ABOUT THIS EXERCISE
Extract only the first line of the listing and every line after it up to and including the one with "[point] large rock". Omit the pictures.

INFORMATION
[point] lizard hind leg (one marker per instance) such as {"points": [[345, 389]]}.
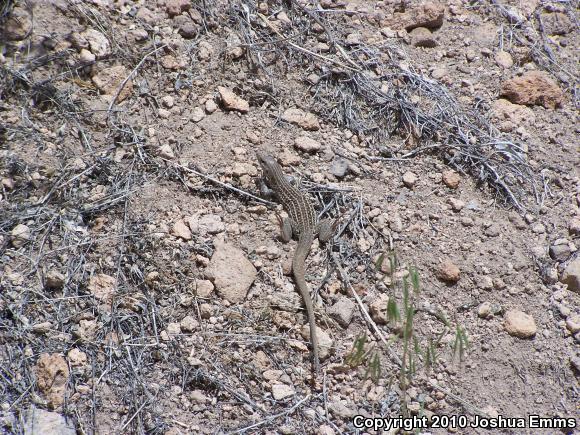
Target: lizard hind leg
{"points": [[326, 229]]}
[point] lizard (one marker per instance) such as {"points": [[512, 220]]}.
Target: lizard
{"points": [[304, 224]]}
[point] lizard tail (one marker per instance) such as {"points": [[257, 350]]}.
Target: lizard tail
{"points": [[298, 271]]}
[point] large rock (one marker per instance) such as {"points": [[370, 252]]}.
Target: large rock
{"points": [[427, 14], [510, 115], [533, 88], [52, 374], [556, 23], [18, 26], [98, 43], [519, 324], [38, 421], [231, 272], [571, 275], [110, 79]]}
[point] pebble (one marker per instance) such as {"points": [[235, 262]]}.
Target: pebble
{"points": [[197, 114], [307, 144], [448, 272], [573, 323], [19, 235], [409, 179], [519, 324], [451, 179], [504, 59], [181, 230], [282, 391], [231, 101]]}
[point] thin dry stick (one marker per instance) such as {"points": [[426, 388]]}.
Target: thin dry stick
{"points": [[273, 417], [219, 183], [131, 74]]}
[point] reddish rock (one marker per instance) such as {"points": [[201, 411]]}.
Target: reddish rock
{"points": [[533, 88]]}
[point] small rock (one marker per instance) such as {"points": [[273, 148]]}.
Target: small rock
{"points": [[533, 88], [556, 23], [166, 152], [19, 235], [325, 342], [306, 144], [197, 114], [210, 106], [52, 373], [108, 81], [339, 167], [102, 287], [342, 311], [573, 323], [451, 179], [448, 272], [538, 228], [54, 280], [438, 73], [456, 204], [86, 330], [307, 121], [504, 59], [38, 421], [163, 113], [168, 101], [427, 14], [41, 328], [176, 7], [86, 56], [560, 250], [574, 226], [282, 391], [339, 409], [77, 358], [173, 328], [511, 115], [422, 37], [188, 324], [519, 324], [571, 275], [98, 43], [484, 310], [409, 179], [492, 231], [231, 272], [186, 28], [231, 101], [181, 230], [203, 288], [211, 224], [198, 396], [18, 25], [485, 283]]}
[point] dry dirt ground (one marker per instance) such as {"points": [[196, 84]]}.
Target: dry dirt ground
{"points": [[143, 288]]}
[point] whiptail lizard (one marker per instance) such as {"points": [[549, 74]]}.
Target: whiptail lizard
{"points": [[304, 224]]}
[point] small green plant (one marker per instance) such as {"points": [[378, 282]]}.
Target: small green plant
{"points": [[417, 352]]}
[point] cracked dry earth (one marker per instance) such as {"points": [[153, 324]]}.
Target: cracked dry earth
{"points": [[139, 296]]}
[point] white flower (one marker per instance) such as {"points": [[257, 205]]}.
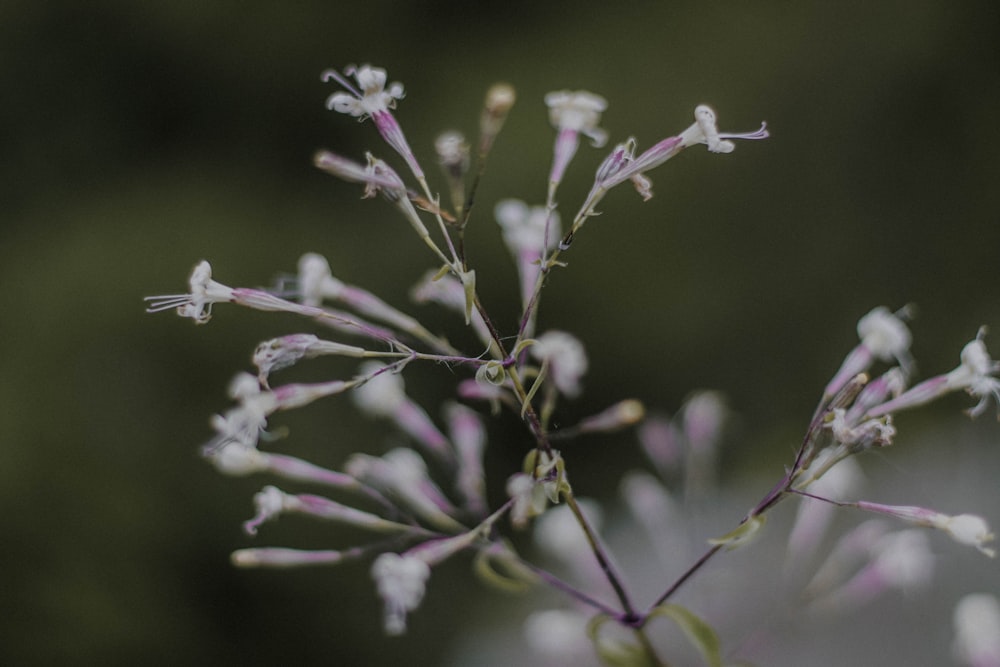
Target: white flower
{"points": [[270, 503], [904, 559], [373, 97], [382, 395], [560, 635], [198, 304], [977, 630], [400, 581], [528, 496], [885, 335], [975, 374], [705, 131], [968, 529], [566, 357], [578, 111], [963, 528], [524, 227], [558, 534]]}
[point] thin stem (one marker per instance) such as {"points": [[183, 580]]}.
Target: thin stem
{"points": [[772, 498], [602, 560], [570, 590]]}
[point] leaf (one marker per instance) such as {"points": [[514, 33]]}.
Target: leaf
{"points": [[742, 535], [615, 652], [695, 629], [514, 577]]}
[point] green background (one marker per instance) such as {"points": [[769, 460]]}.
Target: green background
{"points": [[140, 137]]}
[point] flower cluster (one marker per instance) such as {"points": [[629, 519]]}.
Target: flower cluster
{"points": [[426, 499]]}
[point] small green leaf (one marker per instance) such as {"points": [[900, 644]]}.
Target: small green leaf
{"points": [[615, 652], [742, 535], [515, 578], [698, 631]]}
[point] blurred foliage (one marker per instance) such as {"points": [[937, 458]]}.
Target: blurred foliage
{"points": [[139, 138]]}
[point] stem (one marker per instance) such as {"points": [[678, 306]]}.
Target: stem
{"points": [[602, 559], [772, 498]]}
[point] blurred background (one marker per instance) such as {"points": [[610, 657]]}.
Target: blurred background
{"points": [[139, 138]]}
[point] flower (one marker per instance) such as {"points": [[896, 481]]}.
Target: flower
{"points": [[372, 99], [528, 498], [977, 630], [402, 474], [579, 112], [566, 357], [573, 113], [963, 528], [400, 581], [623, 165], [705, 131], [528, 231], [884, 336], [198, 303], [975, 374]]}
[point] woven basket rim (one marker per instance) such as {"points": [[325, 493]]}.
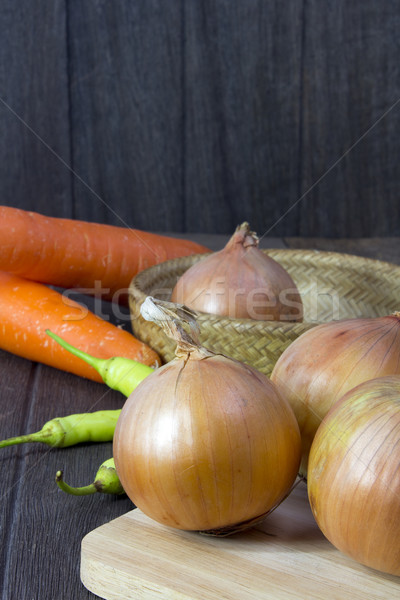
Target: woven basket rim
{"points": [[373, 264]]}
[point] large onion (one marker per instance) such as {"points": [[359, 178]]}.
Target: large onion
{"points": [[354, 474], [330, 359], [205, 442], [240, 281]]}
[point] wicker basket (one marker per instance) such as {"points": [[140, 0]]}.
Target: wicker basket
{"points": [[332, 286]]}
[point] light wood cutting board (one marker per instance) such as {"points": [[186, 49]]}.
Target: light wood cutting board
{"points": [[284, 558]]}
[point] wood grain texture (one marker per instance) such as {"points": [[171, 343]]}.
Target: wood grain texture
{"points": [[41, 529], [194, 116], [34, 108], [285, 557], [242, 113], [126, 112], [46, 523], [386, 249], [350, 120]]}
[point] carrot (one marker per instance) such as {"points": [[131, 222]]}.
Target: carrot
{"points": [[28, 309], [71, 253]]}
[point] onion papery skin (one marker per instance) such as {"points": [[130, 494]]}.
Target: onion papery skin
{"points": [[240, 281], [354, 474], [321, 365], [206, 444]]}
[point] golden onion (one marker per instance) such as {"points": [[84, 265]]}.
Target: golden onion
{"points": [[354, 474], [330, 359], [240, 281], [204, 443]]}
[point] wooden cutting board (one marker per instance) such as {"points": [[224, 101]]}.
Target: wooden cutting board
{"points": [[284, 558]]}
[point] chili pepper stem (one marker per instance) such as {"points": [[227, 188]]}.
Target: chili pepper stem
{"points": [[106, 482], [75, 491], [39, 436], [119, 373]]}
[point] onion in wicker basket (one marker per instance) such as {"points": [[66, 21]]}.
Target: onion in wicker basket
{"points": [[332, 286]]}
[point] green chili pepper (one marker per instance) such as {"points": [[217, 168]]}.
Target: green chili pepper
{"points": [[121, 374], [73, 429], [106, 482]]}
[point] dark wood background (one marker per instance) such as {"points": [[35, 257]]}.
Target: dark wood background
{"points": [[194, 115]]}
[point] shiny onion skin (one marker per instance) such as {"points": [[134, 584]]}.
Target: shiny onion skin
{"points": [[354, 474], [240, 281], [206, 443], [330, 359]]}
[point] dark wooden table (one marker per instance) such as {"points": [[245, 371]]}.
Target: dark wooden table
{"points": [[41, 527]]}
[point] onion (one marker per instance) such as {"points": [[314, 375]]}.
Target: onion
{"points": [[204, 443], [354, 474], [240, 281], [330, 359]]}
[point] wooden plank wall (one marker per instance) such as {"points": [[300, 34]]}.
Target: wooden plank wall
{"points": [[194, 115]]}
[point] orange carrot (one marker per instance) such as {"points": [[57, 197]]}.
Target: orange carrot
{"points": [[28, 308], [69, 253]]}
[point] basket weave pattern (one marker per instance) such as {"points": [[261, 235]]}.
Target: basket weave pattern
{"points": [[332, 286]]}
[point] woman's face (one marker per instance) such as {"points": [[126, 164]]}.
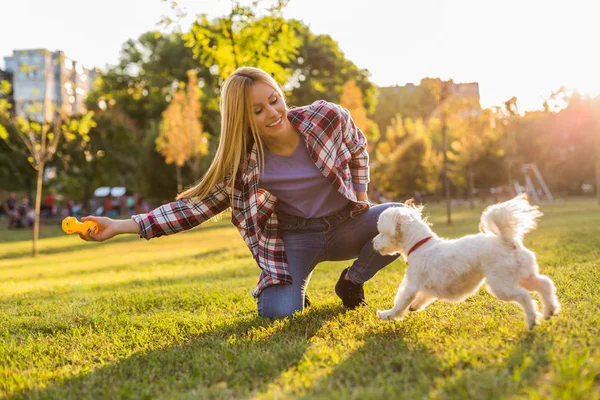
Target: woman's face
{"points": [[269, 111]]}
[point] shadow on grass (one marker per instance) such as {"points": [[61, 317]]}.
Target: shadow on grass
{"points": [[122, 267], [229, 361], [390, 366]]}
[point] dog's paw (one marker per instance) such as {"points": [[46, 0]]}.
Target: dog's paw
{"points": [[551, 311], [532, 322], [385, 315], [389, 315]]}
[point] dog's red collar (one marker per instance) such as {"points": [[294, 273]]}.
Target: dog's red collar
{"points": [[418, 244]]}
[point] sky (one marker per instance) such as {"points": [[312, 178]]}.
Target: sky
{"points": [[522, 48]]}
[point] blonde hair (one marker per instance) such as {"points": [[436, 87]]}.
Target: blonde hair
{"points": [[238, 130]]}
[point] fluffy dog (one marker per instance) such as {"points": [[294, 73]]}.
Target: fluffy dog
{"points": [[455, 269]]}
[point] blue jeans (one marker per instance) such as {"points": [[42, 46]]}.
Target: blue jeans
{"points": [[309, 241]]}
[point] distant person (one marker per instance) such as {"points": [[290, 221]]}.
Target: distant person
{"points": [[10, 208], [296, 180]]}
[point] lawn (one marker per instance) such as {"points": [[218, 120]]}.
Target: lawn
{"points": [[172, 318]]}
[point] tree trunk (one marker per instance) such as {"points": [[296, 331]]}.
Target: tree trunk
{"points": [[598, 181], [445, 150], [38, 203], [471, 185], [178, 174]]}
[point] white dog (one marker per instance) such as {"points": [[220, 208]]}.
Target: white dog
{"points": [[455, 269]]}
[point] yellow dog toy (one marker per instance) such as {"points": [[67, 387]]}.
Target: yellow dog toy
{"points": [[71, 225]]}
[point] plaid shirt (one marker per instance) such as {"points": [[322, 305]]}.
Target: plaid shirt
{"points": [[338, 149]]}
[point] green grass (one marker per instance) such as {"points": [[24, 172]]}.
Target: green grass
{"points": [[172, 318]]}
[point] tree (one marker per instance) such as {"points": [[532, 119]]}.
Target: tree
{"points": [[405, 161], [39, 135], [475, 135], [108, 158], [140, 87], [352, 100], [321, 70], [181, 138], [245, 37]]}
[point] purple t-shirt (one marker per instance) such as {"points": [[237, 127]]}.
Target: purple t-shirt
{"points": [[301, 188]]}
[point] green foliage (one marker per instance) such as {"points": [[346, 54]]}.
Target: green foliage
{"points": [[108, 158], [405, 159], [246, 37], [352, 100], [172, 318], [321, 70]]}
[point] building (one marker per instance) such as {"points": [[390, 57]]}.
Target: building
{"points": [[7, 76], [39, 74]]}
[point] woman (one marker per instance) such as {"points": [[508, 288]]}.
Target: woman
{"points": [[296, 182]]}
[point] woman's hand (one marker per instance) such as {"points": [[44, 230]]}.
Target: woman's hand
{"points": [[108, 228], [361, 196]]}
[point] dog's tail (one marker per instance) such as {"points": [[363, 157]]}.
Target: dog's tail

ANSWER SPACE
[point] lizard hind leg (one marker per instance) such as {"points": [[345, 389]]}.
Target: lizard hind leg
{"points": [[326, 229]]}
[point] lizard (one marker per instance) such as {"points": [[512, 220]]}.
Target: lizard
{"points": [[304, 224]]}
[point] lizard tail (one marker per instance) such as {"points": [[257, 350]]}.
Target: lizard tail
{"points": [[298, 271]]}
[point] large rock (one marker per instance) such as {"points": [[370, 252]]}.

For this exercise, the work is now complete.